• _Work required_
Return exactly the lines that run from the one containing "entry: brick chimney breast" to the end of the entries, with both ends included.

(Region segmentation data)
- - -
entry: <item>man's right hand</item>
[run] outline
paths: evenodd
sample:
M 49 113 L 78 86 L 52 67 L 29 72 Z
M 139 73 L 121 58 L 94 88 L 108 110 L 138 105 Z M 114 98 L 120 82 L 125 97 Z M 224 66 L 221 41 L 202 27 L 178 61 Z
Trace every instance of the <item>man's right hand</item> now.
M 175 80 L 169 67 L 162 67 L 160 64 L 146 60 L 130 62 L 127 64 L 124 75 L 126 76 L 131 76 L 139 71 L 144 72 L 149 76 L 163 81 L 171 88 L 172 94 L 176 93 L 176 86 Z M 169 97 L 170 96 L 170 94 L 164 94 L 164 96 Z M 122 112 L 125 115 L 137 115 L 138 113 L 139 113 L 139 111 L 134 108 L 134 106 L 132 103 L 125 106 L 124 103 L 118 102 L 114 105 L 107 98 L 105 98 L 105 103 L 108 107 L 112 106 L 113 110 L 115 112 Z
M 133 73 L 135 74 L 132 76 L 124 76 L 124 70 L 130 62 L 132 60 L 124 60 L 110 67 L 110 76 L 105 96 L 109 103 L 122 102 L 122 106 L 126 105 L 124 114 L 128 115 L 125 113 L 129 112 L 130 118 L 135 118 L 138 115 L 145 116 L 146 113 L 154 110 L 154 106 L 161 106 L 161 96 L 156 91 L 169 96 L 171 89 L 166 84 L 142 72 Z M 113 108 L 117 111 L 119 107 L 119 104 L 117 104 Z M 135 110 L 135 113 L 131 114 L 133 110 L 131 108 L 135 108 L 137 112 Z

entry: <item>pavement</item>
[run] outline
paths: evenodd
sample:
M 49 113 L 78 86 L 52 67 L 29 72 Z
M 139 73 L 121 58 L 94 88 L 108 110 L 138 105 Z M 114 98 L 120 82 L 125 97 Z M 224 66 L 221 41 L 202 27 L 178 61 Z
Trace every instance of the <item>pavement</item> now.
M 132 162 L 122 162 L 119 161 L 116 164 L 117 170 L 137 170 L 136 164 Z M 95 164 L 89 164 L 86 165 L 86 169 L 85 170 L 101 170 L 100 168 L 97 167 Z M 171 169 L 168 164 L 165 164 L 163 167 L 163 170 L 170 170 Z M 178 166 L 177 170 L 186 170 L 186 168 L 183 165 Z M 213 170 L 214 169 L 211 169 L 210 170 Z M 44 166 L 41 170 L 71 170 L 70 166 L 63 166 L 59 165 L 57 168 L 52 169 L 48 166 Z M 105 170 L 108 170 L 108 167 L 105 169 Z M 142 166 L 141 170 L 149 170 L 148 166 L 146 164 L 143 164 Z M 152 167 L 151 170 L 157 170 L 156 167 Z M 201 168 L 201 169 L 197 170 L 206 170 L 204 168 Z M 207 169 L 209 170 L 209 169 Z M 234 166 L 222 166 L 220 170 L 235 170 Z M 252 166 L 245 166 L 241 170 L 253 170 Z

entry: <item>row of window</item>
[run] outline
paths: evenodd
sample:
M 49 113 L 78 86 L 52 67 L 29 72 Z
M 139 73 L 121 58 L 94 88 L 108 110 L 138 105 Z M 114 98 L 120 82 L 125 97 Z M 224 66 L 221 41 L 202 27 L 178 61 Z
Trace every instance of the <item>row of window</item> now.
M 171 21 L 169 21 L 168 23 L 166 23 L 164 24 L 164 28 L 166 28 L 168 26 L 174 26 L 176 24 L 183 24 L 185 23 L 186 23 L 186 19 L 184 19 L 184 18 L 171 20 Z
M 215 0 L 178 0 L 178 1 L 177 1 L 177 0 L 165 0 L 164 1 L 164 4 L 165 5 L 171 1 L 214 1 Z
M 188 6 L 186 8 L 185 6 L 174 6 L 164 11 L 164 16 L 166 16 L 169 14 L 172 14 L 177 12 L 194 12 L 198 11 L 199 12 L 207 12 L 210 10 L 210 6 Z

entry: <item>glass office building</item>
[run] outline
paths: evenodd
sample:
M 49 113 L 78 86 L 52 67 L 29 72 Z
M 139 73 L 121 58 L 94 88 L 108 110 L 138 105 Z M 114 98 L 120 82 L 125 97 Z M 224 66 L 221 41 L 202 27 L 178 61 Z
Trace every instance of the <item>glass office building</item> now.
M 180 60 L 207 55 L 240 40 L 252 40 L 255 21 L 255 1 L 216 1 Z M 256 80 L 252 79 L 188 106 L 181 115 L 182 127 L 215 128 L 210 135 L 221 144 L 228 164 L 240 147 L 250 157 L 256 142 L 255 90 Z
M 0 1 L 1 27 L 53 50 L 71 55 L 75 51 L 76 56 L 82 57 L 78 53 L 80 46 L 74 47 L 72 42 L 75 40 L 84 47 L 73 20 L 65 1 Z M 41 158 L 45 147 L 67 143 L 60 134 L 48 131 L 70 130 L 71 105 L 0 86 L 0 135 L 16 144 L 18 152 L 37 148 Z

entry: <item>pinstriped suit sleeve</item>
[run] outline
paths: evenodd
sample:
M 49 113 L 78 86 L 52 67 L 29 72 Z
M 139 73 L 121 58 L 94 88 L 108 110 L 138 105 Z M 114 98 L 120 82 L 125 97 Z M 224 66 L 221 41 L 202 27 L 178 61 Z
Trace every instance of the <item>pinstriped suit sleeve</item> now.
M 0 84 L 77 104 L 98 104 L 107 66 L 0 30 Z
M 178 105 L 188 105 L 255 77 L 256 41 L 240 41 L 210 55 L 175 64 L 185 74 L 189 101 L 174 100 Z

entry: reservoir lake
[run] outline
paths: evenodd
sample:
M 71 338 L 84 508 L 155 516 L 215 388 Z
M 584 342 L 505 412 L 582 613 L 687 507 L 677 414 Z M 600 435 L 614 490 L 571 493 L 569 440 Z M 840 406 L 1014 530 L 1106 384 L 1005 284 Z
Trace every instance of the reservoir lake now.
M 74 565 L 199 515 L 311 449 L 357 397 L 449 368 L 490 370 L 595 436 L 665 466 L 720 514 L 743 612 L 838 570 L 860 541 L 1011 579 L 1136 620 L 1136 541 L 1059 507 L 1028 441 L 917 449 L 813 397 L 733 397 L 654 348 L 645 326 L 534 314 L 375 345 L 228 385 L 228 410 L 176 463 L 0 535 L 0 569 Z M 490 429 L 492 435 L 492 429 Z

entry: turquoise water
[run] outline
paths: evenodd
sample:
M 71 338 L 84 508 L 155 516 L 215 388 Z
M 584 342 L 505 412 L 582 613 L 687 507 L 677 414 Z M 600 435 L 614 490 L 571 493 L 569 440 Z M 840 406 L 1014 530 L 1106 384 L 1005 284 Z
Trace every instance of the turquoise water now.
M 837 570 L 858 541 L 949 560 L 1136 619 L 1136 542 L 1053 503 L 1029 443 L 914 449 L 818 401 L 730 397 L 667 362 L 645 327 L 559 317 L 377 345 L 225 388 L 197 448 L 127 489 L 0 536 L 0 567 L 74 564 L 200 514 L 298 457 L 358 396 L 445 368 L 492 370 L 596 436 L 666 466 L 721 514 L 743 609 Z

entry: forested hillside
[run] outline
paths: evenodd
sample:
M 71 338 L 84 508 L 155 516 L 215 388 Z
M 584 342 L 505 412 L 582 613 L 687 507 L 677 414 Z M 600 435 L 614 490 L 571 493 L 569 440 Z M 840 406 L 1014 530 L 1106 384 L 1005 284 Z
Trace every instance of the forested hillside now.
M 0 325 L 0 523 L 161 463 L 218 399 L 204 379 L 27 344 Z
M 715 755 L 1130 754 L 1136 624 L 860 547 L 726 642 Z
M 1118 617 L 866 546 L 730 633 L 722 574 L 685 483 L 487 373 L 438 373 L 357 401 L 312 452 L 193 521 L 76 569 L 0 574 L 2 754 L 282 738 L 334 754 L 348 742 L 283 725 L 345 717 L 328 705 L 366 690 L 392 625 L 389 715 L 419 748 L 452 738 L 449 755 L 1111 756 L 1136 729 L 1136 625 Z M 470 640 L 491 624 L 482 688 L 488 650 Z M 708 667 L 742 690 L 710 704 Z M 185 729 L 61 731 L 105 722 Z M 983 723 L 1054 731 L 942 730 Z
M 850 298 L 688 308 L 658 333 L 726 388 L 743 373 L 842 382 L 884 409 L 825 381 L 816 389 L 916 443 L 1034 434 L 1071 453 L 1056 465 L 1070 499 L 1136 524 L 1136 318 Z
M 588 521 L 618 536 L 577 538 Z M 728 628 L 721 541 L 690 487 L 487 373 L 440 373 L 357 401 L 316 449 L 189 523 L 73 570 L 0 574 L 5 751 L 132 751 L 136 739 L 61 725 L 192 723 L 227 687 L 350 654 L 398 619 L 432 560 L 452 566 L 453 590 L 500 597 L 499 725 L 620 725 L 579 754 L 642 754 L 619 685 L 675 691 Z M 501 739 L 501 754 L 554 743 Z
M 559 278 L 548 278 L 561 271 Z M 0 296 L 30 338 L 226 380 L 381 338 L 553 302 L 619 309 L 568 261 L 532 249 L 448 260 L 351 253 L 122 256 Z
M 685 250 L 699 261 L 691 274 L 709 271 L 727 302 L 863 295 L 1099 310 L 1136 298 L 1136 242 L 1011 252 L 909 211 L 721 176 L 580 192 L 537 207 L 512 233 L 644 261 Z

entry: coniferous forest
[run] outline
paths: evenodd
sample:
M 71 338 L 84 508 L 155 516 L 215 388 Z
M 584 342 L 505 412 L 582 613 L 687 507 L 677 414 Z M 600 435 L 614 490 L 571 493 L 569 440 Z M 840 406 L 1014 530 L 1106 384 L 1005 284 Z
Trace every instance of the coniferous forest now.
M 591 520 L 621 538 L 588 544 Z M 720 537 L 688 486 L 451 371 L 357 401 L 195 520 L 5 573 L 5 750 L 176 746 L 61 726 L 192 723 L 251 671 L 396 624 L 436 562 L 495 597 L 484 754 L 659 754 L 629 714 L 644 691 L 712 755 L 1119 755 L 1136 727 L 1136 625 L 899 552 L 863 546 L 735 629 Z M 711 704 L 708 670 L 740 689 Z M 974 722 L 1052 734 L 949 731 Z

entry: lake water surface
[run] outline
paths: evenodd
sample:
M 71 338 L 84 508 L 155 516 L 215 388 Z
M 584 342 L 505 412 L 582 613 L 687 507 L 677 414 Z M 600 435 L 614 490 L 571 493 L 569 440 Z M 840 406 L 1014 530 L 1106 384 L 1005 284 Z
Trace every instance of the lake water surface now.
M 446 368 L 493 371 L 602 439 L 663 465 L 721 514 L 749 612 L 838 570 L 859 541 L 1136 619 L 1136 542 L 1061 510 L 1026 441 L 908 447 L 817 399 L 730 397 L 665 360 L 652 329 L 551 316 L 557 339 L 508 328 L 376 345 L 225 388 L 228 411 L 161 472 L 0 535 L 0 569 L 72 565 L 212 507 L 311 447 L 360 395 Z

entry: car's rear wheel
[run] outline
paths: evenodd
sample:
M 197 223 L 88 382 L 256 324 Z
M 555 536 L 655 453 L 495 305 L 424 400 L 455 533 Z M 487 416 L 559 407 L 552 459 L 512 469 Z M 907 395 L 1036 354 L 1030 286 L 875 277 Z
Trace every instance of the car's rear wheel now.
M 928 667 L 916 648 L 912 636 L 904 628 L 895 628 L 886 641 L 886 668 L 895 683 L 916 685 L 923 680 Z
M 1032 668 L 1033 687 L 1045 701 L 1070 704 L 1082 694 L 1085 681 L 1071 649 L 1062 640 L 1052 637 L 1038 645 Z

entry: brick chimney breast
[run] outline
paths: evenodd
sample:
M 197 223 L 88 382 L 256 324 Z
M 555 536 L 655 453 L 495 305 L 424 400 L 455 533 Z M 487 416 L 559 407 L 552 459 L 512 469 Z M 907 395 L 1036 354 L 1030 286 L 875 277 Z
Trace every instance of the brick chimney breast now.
- - -
• _Completed exercise_
entry: brick chimney breast
[run] outline
paths: evenodd
sample:
M 197 223 L 88 382 L 256 324 Z
M 555 536 L 655 453 L 495 305 L 424 400 L 455 533 Z M 487 416 L 559 407 L 552 459 L 512 469 Z M 907 395 L 1036 354 L 1030 286 L 875 277 Z
Trace every instance of the brick chimney breast now.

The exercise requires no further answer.